Given exercise: Please copy all the lines that follow, word for word.
------ Given data ------
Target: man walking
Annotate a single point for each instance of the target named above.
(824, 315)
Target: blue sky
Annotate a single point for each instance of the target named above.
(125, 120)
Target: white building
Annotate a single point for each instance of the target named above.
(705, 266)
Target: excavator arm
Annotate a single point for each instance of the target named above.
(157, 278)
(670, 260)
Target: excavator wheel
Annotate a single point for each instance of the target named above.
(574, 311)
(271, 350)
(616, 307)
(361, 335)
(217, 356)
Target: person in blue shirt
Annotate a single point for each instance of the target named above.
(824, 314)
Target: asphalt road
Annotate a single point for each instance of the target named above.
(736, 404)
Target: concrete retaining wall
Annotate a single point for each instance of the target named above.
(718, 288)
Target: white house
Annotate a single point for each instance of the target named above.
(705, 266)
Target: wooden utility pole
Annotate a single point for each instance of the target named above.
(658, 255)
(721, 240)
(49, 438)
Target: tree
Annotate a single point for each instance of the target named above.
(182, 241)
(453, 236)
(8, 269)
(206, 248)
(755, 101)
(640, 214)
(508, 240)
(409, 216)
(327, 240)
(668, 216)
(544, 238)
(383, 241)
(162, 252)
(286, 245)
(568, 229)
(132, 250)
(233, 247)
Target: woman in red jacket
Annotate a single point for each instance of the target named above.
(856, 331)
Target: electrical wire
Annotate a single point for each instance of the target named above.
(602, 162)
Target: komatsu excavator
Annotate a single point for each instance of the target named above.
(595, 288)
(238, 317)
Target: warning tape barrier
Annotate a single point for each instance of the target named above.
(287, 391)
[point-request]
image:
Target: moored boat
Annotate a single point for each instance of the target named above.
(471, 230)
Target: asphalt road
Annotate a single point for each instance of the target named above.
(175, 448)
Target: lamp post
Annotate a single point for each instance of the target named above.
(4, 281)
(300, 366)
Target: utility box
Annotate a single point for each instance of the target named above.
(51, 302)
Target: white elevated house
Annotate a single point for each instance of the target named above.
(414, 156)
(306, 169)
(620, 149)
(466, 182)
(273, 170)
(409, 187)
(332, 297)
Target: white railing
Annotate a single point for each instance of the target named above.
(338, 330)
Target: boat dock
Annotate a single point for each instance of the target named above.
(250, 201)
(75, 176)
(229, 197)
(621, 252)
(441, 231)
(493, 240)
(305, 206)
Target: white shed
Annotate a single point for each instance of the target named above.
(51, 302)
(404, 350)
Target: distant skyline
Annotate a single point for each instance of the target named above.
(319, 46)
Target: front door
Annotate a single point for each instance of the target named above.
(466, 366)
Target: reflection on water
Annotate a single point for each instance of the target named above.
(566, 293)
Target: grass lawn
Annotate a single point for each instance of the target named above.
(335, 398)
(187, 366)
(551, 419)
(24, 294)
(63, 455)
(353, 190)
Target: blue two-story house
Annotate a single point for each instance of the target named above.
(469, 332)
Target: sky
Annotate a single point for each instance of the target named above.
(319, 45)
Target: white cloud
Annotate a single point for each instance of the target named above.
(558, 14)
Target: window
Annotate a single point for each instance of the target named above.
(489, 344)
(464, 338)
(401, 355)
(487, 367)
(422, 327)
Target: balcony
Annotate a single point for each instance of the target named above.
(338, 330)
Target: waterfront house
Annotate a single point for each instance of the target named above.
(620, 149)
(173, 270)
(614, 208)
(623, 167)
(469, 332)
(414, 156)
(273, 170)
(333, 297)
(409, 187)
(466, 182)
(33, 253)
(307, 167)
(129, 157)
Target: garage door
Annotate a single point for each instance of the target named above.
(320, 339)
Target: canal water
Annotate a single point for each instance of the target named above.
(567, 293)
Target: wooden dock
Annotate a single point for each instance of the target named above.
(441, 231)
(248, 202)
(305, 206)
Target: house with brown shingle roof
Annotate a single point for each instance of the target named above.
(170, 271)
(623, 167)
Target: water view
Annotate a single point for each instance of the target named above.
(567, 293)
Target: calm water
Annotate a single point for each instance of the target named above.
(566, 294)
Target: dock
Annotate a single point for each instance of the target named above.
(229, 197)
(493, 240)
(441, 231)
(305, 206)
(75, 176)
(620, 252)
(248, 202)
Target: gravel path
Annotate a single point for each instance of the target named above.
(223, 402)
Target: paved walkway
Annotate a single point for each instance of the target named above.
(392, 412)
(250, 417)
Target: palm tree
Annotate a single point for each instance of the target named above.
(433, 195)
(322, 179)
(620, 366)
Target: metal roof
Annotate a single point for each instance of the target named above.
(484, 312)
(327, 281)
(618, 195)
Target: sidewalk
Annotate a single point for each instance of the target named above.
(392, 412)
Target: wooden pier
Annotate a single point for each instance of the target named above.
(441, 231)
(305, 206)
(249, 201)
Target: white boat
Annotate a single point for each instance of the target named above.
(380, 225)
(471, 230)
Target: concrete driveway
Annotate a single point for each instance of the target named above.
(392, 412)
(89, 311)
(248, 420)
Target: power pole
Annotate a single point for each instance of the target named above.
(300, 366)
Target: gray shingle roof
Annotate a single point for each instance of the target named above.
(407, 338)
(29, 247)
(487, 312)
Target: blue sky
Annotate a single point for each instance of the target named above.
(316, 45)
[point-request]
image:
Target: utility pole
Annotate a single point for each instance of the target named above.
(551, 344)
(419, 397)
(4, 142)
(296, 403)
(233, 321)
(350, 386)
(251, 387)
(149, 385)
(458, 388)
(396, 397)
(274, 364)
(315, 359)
------
Full answer:
Target: man walking
Annotate a single point for each instance of the target named above.
(824, 315)
Target: blue sky
Annotate a single point for each instance of the target named above.
(125, 120)
Target: white building
Annotate a single point for each instance of the target named above.
(705, 266)
Target: excavator arm
Annotate a single point for each instance of the target named above.
(157, 278)
(670, 260)
Target: excavator wheel
Annotate a single point for each instance of the target named above.
(574, 311)
(271, 350)
(616, 307)
(361, 335)
(217, 356)
Target: person in blue shirt
Annotate a single point for each instance of the target named above.
(824, 314)
Target: asphalt road
Annotate a single point for each instance of the target named above.
(736, 404)
Target: concrete retaining wall
Annotate a single point for each instance of the target named above.
(718, 288)
Target: white house
Annotate a single point for each instance of the target named above.
(705, 266)
Target: wooden utility pole
Annotate a single point for each instance of the target named above.
(658, 255)
(721, 240)
(49, 438)
Target: tree
Annotate a single point for each instance of the target named above.
(182, 241)
(453, 236)
(8, 269)
(206, 248)
(755, 101)
(640, 214)
(508, 240)
(409, 216)
(327, 240)
(668, 216)
(544, 238)
(383, 241)
(162, 252)
(286, 245)
(568, 229)
(132, 250)
(233, 247)
Target: woman in red jacket
Annotate a single point for each instance of the target named above.
(856, 331)
Target: electrical wire
Annotate a single point for each instance of the target named above.
(602, 162)
Target: komatsu excavator
Annotate a single point for each instance of the target named above.
(595, 288)
(238, 317)
Target: warning tape barrier
Annotate a single point for each instance of the target named above.
(287, 391)
[point-request]
image:
Target: moored boat
Annotate a single point for each instance of the target named above.
(471, 230)
Target: asphalt road
Annotate a single point for each instance of the target named above.
(175, 448)
Target: lamp post
Annotate a single point for each instance of the target named above.
(4, 281)
(300, 366)
Target: utility box
Annotate a single point for each instance of the target named above.
(51, 302)
Target: white elevated house
Annotate a single point for each instance of the target named above.
(414, 156)
(306, 169)
(620, 149)
(466, 182)
(273, 170)
(409, 187)
(332, 297)
Target: white railing
Annotate a single point for each instance of the target named above.
(338, 330)
Target: boat dock
Annotate a single point for each instance of the target named above.
(250, 201)
(75, 176)
(229, 197)
(621, 252)
(441, 231)
(493, 240)
(305, 206)
Target: white shed
Annotate a single point for each instance of the target named above.
(51, 302)
(404, 350)
Target: distant skyline
Annotate a single point for each instance of the target named above.
(319, 46)
Target: front door
Annotate a single point for each instance of the target named above.
(466, 366)
Target: reflection on water
Annotate a single point for each instance of the target named above.
(566, 293)
Target: grass lawn
Annotate a single point for each instance of the target named above.
(335, 398)
(187, 366)
(551, 419)
(24, 294)
(63, 455)
(353, 190)
Target: blue two-story house
Annotate a single point for each instance of the target named above.
(469, 332)
Target: sky
Annotate a single point for each instance of the target named above.
(319, 45)
Target: white cloud
Annotate a single point for each instance of the target named above.
(558, 14)
Target: window
Annotate a single point for each instance of the target named above.
(489, 344)
(464, 338)
(401, 355)
(487, 367)
(422, 327)
Target: balcony
Annotate a single point for each instance of the target named above.
(338, 330)
Target: waterfront house
Annotate a single point for each instance of the target named above.
(620, 149)
(173, 270)
(614, 208)
(623, 167)
(469, 332)
(414, 156)
(273, 170)
(333, 297)
(409, 187)
(466, 182)
(33, 253)
(307, 167)
(129, 157)
Target: garage door
Annotate a single point for each instance of the target named above.
(320, 339)
Target: canal water
Annotate a single point for each instance of the target named above.
(567, 293)
Target: wooden dock
Annotate a single point for each instance of the target named above.
(441, 231)
(248, 202)
(305, 206)
Target: house with brown shingle roof
Annotate a single point for each instance of the target named above.
(170, 271)
(623, 167)
Target: water view
Annotate a single point for each instance of the target named above.
(567, 293)
Target: calm water
Annotate a single point for each instance of the target named above.
(566, 294)
Target: dock
Annotate a single point for each instance of the target named above.
(229, 197)
(493, 240)
(441, 231)
(305, 206)
(75, 176)
(620, 252)
(248, 202)
Target: gravel path
Annotate a single point for each instance of the target named above.
(223, 402)
Target: paved walkway
Annotate a single point for each instance of the target named above.
(392, 412)
(250, 417)
Target: palm tree
Annotate a single point for each instance of the target named above.
(433, 195)
(322, 179)
(620, 366)
Target: metal roof
Annotate a single point for each instance of the target named above.
(484, 312)
(327, 281)
(618, 195)
Target: sidewalk
Annotate a single point for each instance of the target named above.
(392, 412)
Target: wooden pier
Annotate a single point for each instance of the target named above.
(441, 231)
(305, 206)
(249, 201)
Target: white boat
Annotate a single point for each instance of the target named above.
(380, 225)
(471, 230)
Target: concrete driveway
Annotate a single point for each instance of the target named above.
(392, 412)
(89, 311)
(248, 420)
Target: power pole
Annotate a single point for each instance of the target named above.
(300, 366)
Target: gray shingle roof
Annotate a single point for each instance of the target named above.
(407, 338)
(29, 247)
(487, 312)
Target: blue sky
Annotate a single point for each instance of the target named above.
(316, 45)
[point-request]
image:
Target: utility pole
Annotate a single point for each instance of the target named above.
(551, 344)
(419, 397)
(4, 142)
(296, 403)
(233, 321)
(350, 386)
(251, 387)
(149, 385)
(458, 388)
(396, 397)
(274, 364)
(315, 359)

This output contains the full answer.